▶ **What this task involves**: Extract every line of the records below that contains the word "pants", copying each line in full.

== Recorded data ==

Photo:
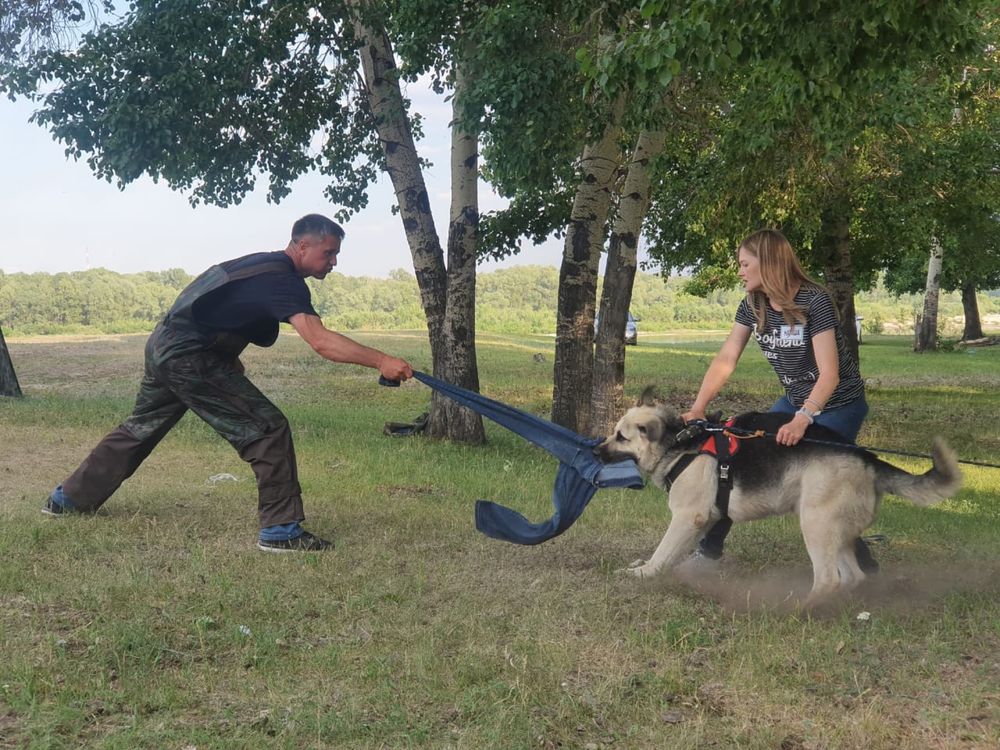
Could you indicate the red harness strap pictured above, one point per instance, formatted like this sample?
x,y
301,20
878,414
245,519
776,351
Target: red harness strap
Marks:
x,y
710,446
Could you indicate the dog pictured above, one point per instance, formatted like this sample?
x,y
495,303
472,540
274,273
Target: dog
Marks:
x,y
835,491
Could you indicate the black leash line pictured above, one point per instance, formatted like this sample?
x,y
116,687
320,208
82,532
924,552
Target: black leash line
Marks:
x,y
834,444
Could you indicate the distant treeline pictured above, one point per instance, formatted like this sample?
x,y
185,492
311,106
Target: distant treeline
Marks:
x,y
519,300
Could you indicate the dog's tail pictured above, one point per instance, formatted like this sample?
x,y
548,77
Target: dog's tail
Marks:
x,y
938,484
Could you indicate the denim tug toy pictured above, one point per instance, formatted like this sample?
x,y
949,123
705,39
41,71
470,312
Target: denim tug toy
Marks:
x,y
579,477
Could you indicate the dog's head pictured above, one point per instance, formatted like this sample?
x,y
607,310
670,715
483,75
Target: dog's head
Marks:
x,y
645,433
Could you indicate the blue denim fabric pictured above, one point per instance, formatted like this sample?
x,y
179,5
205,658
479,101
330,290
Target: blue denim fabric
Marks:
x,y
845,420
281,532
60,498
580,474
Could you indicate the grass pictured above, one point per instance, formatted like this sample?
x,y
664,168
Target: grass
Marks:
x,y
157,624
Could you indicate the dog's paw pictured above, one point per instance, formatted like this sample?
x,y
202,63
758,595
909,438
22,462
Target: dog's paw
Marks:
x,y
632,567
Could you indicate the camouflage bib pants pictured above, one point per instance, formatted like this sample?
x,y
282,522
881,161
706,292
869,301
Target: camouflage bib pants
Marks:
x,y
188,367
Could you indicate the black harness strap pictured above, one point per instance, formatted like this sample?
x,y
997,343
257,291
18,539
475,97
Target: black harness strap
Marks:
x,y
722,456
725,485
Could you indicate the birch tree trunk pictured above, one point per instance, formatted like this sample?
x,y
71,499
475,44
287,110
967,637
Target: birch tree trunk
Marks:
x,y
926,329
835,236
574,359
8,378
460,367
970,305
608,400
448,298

===
== Recorded data ==

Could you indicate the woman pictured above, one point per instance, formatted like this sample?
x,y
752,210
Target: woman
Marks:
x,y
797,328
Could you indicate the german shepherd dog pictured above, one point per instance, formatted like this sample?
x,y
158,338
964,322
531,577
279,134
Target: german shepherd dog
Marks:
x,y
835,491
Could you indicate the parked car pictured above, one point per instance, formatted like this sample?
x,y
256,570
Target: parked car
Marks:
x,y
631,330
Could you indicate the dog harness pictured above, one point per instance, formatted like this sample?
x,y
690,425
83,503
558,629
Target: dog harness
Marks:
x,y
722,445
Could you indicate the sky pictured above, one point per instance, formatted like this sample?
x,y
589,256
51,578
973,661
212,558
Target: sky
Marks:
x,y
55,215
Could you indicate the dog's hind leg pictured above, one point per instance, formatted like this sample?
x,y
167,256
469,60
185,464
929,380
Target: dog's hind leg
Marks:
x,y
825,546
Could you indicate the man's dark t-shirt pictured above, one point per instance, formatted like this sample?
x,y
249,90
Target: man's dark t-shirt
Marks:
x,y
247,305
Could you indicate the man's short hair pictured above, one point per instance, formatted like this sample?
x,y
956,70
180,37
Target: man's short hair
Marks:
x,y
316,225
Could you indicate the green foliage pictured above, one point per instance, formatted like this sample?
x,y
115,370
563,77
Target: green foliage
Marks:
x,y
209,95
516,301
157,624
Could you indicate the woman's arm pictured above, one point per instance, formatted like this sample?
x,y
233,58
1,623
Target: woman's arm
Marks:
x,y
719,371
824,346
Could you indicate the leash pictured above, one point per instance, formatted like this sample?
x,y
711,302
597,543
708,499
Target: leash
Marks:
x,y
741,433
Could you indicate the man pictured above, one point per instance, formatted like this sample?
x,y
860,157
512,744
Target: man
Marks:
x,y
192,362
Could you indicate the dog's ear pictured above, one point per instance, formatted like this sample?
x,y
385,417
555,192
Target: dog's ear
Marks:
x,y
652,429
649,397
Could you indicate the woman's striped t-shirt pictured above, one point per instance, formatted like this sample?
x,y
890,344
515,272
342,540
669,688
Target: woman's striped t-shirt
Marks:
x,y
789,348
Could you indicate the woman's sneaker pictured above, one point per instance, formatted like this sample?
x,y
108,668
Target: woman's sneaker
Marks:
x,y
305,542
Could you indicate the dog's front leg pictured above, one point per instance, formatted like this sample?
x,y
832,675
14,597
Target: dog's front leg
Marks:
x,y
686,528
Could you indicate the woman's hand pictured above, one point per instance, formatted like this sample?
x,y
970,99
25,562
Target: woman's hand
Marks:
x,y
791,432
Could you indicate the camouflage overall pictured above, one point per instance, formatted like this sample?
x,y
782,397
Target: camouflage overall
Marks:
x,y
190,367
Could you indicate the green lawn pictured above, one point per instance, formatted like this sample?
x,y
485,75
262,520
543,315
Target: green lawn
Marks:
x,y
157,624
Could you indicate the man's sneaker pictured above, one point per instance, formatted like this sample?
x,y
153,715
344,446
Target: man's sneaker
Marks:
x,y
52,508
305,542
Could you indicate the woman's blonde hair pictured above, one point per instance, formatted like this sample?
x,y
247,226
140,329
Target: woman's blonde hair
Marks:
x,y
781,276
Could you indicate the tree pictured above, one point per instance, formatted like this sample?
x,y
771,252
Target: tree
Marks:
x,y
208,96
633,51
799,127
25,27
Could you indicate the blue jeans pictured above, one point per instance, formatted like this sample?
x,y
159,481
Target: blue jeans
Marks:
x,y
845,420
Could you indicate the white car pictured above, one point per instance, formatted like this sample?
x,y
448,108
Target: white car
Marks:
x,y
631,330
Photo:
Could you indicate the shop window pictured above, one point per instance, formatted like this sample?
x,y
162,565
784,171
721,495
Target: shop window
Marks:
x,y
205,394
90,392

===

▶ **Result of this task**:
Could you indicate the camouflage bib pants pictured above, one point per instance, formatted like this sample?
Target: camouflage bib pants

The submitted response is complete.